Exercise prompt: Start at the line that contains "Every instance of the white sign". Repeat it and each line after it, exactly, up to and including the final line of the data.

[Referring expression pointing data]
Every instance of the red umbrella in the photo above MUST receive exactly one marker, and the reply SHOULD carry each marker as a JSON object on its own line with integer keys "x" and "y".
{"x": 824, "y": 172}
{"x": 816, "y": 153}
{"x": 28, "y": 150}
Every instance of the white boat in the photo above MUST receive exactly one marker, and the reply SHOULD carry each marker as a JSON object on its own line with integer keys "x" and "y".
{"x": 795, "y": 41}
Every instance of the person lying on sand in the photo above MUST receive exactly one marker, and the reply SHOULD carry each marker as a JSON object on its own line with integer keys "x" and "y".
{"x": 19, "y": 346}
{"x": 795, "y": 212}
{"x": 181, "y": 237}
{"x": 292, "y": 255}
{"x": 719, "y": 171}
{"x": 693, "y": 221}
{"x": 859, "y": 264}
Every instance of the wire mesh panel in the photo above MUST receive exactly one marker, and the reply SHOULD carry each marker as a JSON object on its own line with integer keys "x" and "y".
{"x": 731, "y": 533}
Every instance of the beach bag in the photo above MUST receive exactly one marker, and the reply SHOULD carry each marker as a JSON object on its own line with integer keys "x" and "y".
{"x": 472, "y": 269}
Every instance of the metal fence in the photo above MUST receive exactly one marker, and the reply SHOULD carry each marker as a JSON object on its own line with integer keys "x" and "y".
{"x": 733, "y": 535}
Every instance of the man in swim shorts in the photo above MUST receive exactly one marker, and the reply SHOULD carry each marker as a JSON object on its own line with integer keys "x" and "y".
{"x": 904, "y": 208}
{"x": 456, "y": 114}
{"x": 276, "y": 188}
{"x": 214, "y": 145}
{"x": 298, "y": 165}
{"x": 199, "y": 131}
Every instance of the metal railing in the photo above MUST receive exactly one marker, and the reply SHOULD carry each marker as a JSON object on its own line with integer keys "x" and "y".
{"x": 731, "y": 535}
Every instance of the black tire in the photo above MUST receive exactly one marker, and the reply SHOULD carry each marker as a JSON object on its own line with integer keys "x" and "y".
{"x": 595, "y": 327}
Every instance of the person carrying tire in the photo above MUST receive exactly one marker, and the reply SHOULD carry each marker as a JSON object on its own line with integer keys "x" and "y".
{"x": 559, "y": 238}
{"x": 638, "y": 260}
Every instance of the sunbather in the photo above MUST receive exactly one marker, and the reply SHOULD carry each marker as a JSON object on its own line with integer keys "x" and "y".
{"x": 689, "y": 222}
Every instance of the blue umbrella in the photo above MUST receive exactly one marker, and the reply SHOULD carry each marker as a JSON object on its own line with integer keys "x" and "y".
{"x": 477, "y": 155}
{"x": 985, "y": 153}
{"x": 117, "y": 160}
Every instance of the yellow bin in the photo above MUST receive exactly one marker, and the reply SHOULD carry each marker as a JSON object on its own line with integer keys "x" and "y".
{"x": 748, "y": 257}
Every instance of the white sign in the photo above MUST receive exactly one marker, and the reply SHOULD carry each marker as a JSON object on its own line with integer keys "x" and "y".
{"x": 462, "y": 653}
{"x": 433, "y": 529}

Solution for this task:
Every instance of the white sign in the photo above MUST receive exactly one marker, and the reply SHOULD carry each marker as a JSON object on its own line with integer keys "x" and "y".
{"x": 462, "y": 653}
{"x": 433, "y": 529}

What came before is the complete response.